◆ Problem description: Return each line in the entries below that contains the word "then", copied in full.

◆ Entries shown:
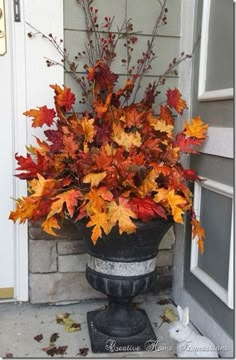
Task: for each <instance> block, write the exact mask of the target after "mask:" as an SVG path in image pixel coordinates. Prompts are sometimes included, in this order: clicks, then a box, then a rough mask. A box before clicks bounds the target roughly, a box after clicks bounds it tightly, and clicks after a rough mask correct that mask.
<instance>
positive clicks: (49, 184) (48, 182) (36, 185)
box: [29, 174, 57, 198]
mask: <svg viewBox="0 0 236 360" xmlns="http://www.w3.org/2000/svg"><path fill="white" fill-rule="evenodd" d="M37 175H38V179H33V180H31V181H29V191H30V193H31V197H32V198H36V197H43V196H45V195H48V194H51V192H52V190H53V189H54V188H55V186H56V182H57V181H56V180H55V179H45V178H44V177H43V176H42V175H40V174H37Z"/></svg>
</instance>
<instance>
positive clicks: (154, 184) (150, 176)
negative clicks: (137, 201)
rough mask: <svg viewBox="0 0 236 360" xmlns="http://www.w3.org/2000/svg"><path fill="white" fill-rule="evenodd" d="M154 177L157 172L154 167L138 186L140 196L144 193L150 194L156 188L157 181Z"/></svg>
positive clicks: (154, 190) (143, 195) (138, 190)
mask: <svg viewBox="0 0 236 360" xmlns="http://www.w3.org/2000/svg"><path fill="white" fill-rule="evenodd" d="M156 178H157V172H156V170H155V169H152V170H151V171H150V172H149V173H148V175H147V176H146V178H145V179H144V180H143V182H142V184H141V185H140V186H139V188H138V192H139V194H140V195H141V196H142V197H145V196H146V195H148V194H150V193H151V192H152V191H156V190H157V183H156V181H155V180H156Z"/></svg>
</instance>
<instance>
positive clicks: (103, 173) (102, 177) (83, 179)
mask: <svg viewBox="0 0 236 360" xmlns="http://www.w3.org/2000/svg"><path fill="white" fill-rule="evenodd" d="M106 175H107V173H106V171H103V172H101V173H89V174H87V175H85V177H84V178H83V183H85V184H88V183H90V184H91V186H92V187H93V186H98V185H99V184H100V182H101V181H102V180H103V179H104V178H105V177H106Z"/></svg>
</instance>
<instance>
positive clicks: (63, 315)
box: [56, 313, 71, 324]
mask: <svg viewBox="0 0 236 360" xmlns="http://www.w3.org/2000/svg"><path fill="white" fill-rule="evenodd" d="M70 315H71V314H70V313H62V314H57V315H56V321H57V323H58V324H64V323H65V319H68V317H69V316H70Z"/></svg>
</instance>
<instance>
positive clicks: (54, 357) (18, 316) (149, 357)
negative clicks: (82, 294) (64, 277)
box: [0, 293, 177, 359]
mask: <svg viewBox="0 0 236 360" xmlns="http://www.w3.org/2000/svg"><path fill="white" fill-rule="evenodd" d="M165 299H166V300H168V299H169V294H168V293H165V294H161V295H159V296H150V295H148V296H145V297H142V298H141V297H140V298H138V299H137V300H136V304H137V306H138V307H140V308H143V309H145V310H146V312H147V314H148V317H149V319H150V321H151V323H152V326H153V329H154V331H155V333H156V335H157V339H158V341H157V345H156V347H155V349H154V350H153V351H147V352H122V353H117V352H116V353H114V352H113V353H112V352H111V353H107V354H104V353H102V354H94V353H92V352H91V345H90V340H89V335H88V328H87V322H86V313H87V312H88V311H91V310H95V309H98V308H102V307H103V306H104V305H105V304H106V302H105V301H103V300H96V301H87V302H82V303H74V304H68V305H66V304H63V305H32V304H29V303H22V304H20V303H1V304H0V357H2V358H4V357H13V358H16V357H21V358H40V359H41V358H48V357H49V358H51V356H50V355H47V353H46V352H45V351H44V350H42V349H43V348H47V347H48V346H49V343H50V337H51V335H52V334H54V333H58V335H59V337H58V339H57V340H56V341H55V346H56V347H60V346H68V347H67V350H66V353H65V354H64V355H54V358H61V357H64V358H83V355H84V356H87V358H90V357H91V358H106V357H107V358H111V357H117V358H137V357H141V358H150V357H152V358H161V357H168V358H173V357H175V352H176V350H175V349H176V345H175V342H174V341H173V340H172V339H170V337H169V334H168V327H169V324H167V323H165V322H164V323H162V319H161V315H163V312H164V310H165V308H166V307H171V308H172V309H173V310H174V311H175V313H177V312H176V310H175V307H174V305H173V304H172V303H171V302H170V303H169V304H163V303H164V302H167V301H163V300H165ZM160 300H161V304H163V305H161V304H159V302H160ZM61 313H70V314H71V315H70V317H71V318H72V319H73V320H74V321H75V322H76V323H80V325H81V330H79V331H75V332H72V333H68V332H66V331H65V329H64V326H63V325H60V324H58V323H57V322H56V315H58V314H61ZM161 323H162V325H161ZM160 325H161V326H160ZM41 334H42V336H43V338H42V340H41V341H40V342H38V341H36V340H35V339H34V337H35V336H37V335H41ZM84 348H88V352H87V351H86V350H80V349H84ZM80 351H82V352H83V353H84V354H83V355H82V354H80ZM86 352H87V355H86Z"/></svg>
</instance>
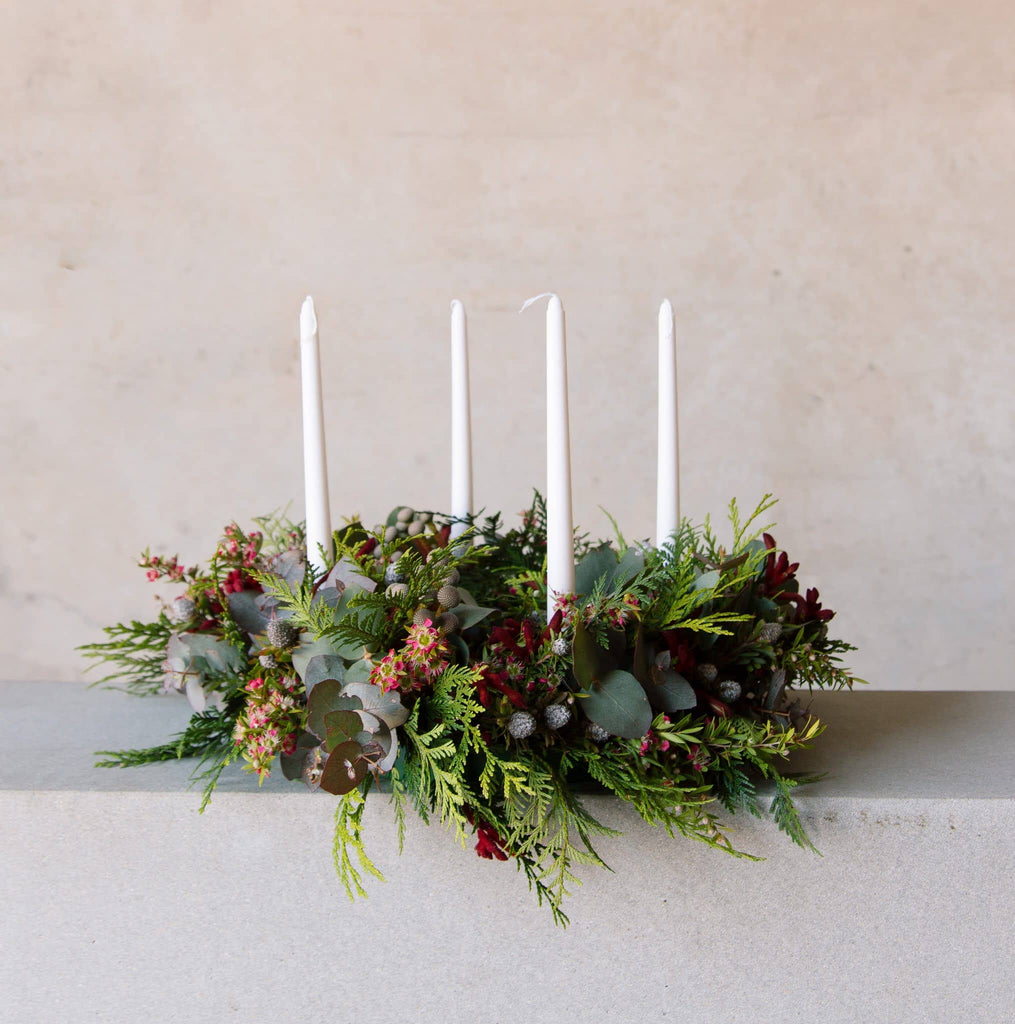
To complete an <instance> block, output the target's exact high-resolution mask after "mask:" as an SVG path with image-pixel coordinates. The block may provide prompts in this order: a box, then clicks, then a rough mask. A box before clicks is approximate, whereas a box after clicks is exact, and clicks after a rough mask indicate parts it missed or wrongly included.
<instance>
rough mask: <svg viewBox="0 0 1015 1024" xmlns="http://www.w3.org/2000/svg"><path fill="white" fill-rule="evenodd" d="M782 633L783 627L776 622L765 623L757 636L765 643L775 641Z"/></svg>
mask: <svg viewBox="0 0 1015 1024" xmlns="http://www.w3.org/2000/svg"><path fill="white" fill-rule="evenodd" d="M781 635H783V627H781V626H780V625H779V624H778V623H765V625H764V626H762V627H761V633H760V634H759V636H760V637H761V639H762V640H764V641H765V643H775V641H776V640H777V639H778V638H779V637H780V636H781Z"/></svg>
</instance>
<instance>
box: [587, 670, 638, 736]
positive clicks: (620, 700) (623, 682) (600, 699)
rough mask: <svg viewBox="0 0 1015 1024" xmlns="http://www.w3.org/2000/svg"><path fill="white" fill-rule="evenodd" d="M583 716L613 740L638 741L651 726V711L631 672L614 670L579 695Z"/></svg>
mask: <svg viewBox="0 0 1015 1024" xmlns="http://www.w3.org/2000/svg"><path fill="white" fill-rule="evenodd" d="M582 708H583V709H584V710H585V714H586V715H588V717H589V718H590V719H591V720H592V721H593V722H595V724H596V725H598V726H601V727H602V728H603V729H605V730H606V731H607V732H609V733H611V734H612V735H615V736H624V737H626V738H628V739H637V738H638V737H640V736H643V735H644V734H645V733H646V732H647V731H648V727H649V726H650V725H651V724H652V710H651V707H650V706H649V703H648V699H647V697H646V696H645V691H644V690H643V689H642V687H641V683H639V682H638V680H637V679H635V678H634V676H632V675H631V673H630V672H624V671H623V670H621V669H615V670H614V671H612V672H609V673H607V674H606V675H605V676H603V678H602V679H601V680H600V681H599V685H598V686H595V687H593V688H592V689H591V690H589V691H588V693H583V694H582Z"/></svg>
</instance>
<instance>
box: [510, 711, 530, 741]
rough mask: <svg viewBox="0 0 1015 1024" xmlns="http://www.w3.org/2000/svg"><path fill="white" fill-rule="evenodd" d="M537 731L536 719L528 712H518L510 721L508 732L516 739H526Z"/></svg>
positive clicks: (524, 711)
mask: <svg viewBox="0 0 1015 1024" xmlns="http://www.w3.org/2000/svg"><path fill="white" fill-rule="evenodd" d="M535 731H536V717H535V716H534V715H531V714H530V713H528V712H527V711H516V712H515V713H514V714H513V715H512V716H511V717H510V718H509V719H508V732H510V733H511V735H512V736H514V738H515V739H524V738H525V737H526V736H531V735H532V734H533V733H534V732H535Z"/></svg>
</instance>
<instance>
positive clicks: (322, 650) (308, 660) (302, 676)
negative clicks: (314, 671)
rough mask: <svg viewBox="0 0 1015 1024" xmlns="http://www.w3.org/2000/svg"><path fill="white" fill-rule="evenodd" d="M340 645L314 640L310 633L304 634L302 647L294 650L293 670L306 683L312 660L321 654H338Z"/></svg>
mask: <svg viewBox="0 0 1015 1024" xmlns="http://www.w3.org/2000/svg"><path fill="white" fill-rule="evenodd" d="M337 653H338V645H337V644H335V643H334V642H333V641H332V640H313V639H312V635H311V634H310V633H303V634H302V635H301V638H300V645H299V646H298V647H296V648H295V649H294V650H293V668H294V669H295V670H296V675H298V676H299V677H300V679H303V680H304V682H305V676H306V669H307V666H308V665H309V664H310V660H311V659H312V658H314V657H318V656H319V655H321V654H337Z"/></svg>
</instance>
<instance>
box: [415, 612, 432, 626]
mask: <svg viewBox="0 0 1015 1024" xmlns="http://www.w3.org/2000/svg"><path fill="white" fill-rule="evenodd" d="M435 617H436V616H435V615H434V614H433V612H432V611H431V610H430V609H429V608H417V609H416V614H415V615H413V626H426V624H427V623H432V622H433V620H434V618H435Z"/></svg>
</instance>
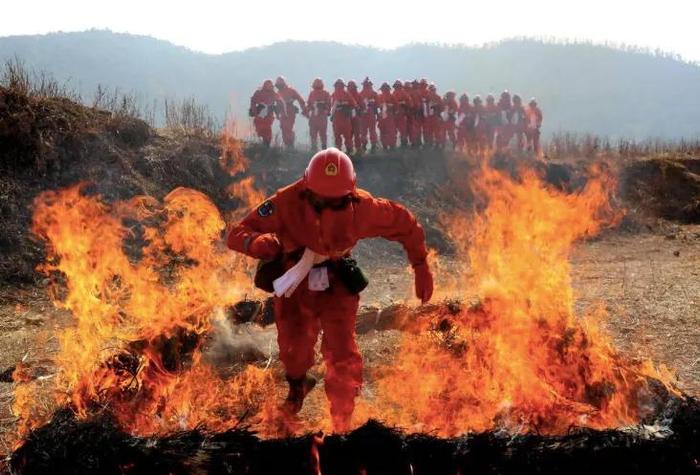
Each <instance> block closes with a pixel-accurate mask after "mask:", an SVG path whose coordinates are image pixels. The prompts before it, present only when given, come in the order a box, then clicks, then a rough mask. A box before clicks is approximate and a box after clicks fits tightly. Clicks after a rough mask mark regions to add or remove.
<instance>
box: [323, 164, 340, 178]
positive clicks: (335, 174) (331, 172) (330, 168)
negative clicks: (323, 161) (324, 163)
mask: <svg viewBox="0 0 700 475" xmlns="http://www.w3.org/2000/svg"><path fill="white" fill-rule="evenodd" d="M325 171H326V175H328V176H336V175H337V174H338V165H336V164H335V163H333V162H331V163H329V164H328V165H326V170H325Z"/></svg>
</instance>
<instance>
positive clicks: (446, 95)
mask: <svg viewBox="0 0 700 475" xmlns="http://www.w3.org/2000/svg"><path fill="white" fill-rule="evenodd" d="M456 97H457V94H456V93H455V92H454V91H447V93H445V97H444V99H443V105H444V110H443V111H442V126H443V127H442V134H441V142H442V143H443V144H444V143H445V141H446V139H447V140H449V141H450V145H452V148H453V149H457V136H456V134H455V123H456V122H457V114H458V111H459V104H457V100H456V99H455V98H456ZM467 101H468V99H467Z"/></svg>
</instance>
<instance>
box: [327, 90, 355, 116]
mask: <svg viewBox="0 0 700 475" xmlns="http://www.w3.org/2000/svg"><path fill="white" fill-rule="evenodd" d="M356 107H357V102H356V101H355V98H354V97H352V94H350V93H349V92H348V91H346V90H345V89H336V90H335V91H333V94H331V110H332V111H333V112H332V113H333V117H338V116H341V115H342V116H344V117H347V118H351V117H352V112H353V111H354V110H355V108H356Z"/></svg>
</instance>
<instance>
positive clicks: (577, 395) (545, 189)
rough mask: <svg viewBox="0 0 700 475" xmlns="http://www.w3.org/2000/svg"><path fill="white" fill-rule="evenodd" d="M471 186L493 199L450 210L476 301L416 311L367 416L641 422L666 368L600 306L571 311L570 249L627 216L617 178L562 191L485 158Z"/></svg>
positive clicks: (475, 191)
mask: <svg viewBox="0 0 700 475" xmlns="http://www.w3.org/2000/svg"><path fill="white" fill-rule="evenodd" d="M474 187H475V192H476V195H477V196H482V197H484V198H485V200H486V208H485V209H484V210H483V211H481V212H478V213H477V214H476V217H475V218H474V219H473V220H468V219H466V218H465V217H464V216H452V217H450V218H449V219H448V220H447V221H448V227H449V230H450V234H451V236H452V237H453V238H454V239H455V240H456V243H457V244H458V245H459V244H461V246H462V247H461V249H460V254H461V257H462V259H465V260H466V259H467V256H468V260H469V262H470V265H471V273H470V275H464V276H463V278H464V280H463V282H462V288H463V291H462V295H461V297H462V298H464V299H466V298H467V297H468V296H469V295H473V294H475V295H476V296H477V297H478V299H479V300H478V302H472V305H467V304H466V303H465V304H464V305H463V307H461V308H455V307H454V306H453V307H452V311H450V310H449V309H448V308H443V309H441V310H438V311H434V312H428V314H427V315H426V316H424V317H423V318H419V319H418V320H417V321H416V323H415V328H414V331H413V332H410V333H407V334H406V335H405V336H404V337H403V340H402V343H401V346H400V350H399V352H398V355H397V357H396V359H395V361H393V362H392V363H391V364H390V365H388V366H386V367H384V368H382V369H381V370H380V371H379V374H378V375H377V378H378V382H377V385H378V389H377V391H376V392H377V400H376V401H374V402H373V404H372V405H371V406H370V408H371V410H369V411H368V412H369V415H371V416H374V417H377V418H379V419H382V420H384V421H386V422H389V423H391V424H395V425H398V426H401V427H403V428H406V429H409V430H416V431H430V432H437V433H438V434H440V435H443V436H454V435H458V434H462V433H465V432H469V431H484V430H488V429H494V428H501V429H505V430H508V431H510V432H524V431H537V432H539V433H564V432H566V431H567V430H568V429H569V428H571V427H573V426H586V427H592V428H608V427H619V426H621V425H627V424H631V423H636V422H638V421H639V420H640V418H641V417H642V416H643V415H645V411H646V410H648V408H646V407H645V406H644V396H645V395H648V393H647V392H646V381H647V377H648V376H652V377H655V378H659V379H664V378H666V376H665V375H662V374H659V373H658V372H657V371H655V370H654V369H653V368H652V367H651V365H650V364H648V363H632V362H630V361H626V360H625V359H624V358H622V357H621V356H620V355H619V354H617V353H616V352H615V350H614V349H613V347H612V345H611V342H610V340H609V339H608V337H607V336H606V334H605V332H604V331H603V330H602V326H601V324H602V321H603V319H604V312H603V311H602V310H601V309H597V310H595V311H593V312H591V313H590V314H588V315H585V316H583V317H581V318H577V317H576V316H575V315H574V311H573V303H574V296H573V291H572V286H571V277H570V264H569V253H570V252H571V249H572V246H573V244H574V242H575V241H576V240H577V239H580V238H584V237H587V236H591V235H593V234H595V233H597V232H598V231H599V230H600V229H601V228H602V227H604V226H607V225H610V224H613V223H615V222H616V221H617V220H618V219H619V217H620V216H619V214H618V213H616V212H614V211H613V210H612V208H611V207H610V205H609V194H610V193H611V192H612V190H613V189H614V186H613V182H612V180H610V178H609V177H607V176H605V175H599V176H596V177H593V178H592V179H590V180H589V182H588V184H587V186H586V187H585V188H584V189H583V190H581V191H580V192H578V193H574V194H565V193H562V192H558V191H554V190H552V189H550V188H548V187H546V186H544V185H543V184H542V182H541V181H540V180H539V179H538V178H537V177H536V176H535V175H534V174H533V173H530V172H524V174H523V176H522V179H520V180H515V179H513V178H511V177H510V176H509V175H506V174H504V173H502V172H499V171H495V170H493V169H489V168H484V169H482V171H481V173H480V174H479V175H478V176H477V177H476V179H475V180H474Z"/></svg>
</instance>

◆ Output:
Task: for each <instance> block, write the exact mask of the target after "mask:" as an SVG path in image pixel coordinates. Prompts are sometimes included, in this order: clicks, then a box, then a rough mask. A box before clicks bounds the target roughly, a box after clicks bounds it tightly, and clicks after a rough mask correct that mask.
To complete an <instance> block, output the target's exact high-resolution mask after "mask:" as an SVG path with image-pixel coordinates. The block may provide prompts in this order: a box, then clicks, then a rough mask. A box before clicks is approximate, whereas a box after clicks is exact, and clicks after a rough mask indicate parts it missed or wrongly included.
Each <instance> block closes with a pixel-accurate mask after "mask:", an SVG path whose coordinates are image pixels. The prompts before it, present only when given, come in the order a box, then clicks, then a rough mask. A box before clicks is approximate and a box after clicks fits tightly. Clicks after a rough mask mark regions to add or remove.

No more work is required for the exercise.